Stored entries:
-- Begin --

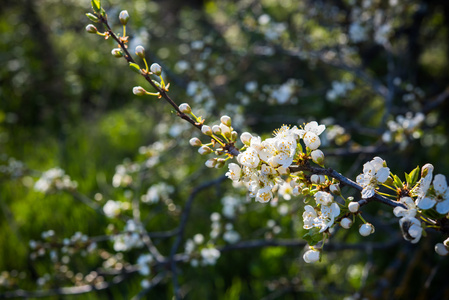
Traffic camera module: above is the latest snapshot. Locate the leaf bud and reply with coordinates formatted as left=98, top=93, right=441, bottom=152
left=179, top=103, right=192, bottom=114
left=118, top=10, right=129, bottom=25
left=136, top=45, right=145, bottom=59
left=86, top=24, right=98, bottom=33
left=111, top=48, right=123, bottom=58
left=150, top=63, right=162, bottom=76
left=133, top=86, right=147, bottom=96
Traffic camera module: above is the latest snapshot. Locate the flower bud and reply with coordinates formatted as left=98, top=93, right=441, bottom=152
left=136, top=45, right=145, bottom=59
left=348, top=201, right=360, bottom=213
left=240, top=132, right=253, bottom=146
left=215, top=158, right=226, bottom=169
left=212, top=125, right=221, bottom=135
left=310, top=150, right=324, bottom=165
left=150, top=63, right=162, bottom=76
left=201, top=125, right=212, bottom=136
left=435, top=243, right=449, bottom=256
left=219, top=123, right=231, bottom=139
left=86, top=13, right=99, bottom=23
left=231, top=130, right=239, bottom=142
left=205, top=157, right=217, bottom=168
left=198, top=146, right=213, bottom=155
left=359, top=223, right=374, bottom=236
left=329, top=183, right=341, bottom=195
left=220, top=115, right=231, bottom=127
left=133, top=86, right=147, bottom=96
left=86, top=24, right=98, bottom=33
left=118, top=10, right=129, bottom=25
left=189, top=137, right=203, bottom=147
left=340, top=218, right=352, bottom=229
left=179, top=103, right=192, bottom=114
left=111, top=48, right=123, bottom=58
left=302, top=250, right=320, bottom=264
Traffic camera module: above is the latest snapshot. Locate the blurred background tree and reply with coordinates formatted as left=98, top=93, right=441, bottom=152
left=0, top=0, right=449, bottom=299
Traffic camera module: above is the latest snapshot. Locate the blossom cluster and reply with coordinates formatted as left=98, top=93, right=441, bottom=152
left=226, top=121, right=325, bottom=203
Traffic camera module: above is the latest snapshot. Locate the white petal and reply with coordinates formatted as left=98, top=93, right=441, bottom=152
left=436, top=199, right=449, bottom=215
left=418, top=197, right=436, bottom=209
left=433, top=174, right=447, bottom=195
left=376, top=167, right=390, bottom=183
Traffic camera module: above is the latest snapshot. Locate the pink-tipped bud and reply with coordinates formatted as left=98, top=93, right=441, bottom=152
left=136, top=45, right=145, bottom=59
left=118, top=10, right=129, bottom=25
left=201, top=125, right=212, bottom=136
left=150, top=63, right=162, bottom=76
left=179, top=103, right=192, bottom=114
left=348, top=201, right=360, bottom=213
left=86, top=24, right=98, bottom=33
left=111, top=48, right=123, bottom=58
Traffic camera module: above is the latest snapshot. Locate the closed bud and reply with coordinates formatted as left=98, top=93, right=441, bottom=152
left=86, top=13, right=99, bottom=22
left=212, top=125, right=221, bottom=135
left=189, top=137, right=203, bottom=147
left=133, top=86, right=147, bottom=96
left=359, top=223, right=374, bottom=236
left=340, top=218, right=352, bottom=229
left=179, top=103, right=192, bottom=114
left=220, top=115, right=231, bottom=127
left=201, top=125, right=212, bottom=136
left=220, top=123, right=231, bottom=139
left=310, top=150, right=324, bottom=165
left=198, top=146, right=213, bottom=155
left=231, top=130, right=239, bottom=142
left=348, top=201, right=360, bottom=213
left=111, top=48, right=123, bottom=58
left=215, top=158, right=226, bottom=169
left=86, top=24, right=98, bottom=33
left=329, top=183, right=341, bottom=195
left=136, top=45, right=145, bottom=59
left=150, top=63, right=162, bottom=76
left=118, top=10, right=129, bottom=25
left=205, top=158, right=217, bottom=168
left=435, top=243, right=449, bottom=256
left=302, top=250, right=320, bottom=264
left=240, top=132, right=253, bottom=146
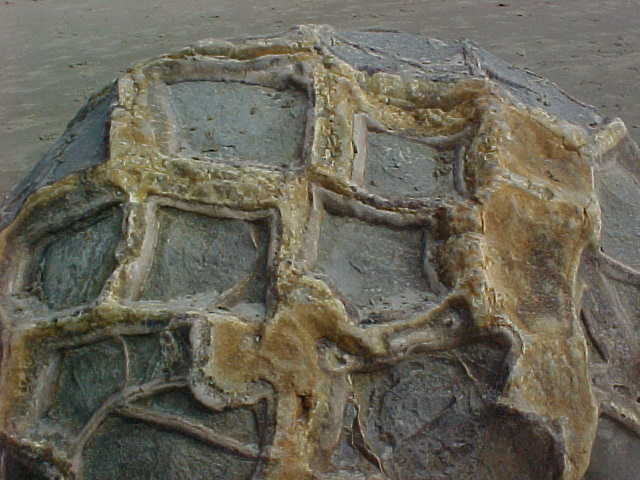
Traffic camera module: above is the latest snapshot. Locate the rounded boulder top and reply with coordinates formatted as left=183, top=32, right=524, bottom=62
left=0, top=25, right=640, bottom=480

-- End --

#### TASK
Arrange the lines above as a two-column CSV with the headers text and answer, one row for each line and its answer. Put each in a single quoted field with line breaks turned into spaces, and leave the pictures out.

#### SOLUTION TO THE EXERCISE
text,answer
"Traffic camera module: above is the latest snapshot. Locate the leaf bud and reply with coordinates formatted as left=98, top=93, right=441, bottom=152","left=179, top=103, right=192, bottom=114 left=118, top=10, right=129, bottom=25 left=136, top=45, right=145, bottom=59 left=86, top=24, right=98, bottom=33 left=111, top=48, right=123, bottom=58 left=150, top=63, right=162, bottom=76 left=133, top=86, right=147, bottom=96"
"Traffic camera module: above is the latest snapshot. Locate the flower bud and reply with coordinates formatted as left=98, top=93, right=441, bottom=152","left=136, top=45, right=145, bottom=59 left=348, top=201, right=360, bottom=213 left=240, top=132, right=253, bottom=146 left=215, top=158, right=226, bottom=169 left=212, top=125, right=221, bottom=135 left=310, top=150, right=324, bottom=165 left=150, top=63, right=162, bottom=76 left=201, top=125, right=212, bottom=136 left=435, top=243, right=449, bottom=256 left=219, top=123, right=231, bottom=139 left=86, top=13, right=99, bottom=23 left=231, top=130, right=239, bottom=142 left=205, top=157, right=217, bottom=168 left=198, top=146, right=213, bottom=155 left=359, top=223, right=374, bottom=236 left=329, top=183, right=341, bottom=195 left=220, top=115, right=231, bottom=127 left=133, top=86, right=147, bottom=96 left=86, top=24, right=98, bottom=33 left=118, top=10, right=129, bottom=25 left=189, top=137, right=203, bottom=147 left=340, top=218, right=352, bottom=229 left=179, top=103, right=192, bottom=114 left=111, top=48, right=123, bottom=58 left=302, top=250, right=320, bottom=264"
"Traffic camera module: above is the latest snapshot. Locate the blurred background tree and reply with coordinates formatted as left=98, top=93, right=441, bottom=152","left=0, top=0, right=449, bottom=299"
"Traffic camera module: above is the latest snapshot. Locate the blossom cluster and reply with coordinates formatted as left=98, top=93, right=441, bottom=152","left=226, top=121, right=325, bottom=203"
"Traffic camera module: above is the latest snapshot. Locate the white petal and reply with coordinates formatted as left=98, top=93, right=441, bottom=152","left=436, top=199, right=449, bottom=215 left=418, top=197, right=436, bottom=209 left=433, top=174, right=447, bottom=195 left=376, top=167, right=390, bottom=183"
"Traffic camera module: above is the latest snapshot. Locate the pink-tipped bud and reply with coordinates formatted as left=98, top=93, right=441, bottom=152","left=136, top=45, right=145, bottom=59 left=118, top=10, right=129, bottom=25 left=201, top=125, right=212, bottom=136 left=150, top=63, right=162, bottom=76 left=179, top=103, right=192, bottom=114 left=348, top=201, right=360, bottom=213 left=86, top=24, right=98, bottom=33 left=111, top=48, right=123, bottom=58"
"Traffic camera module: above is the latest snapshot. Locate the closed bud and reply with coordinates formatted as left=98, top=93, right=441, bottom=152","left=86, top=13, right=99, bottom=22 left=212, top=125, right=221, bottom=135 left=189, top=137, right=203, bottom=147 left=133, top=86, right=147, bottom=96 left=359, top=223, right=374, bottom=236 left=340, top=218, right=352, bottom=229 left=179, top=103, right=192, bottom=114 left=220, top=115, right=231, bottom=127 left=201, top=125, right=212, bottom=136 left=220, top=123, right=231, bottom=139 left=310, top=150, right=324, bottom=165 left=198, top=146, right=213, bottom=155 left=231, top=130, right=239, bottom=142 left=348, top=201, right=360, bottom=213 left=111, top=48, right=123, bottom=58 left=215, top=158, right=226, bottom=169 left=86, top=24, right=98, bottom=33 left=329, top=183, right=341, bottom=195 left=136, top=45, right=145, bottom=59 left=150, top=63, right=162, bottom=76 left=118, top=10, right=129, bottom=25 left=205, top=158, right=217, bottom=168 left=435, top=243, right=449, bottom=256 left=302, top=250, right=320, bottom=264 left=240, top=132, right=253, bottom=146"
"Traffic camera module: above is the latest snapshot. Locate the rounded boulder top and reply with coordinates formatted as left=183, top=32, right=524, bottom=62","left=0, top=25, right=640, bottom=480"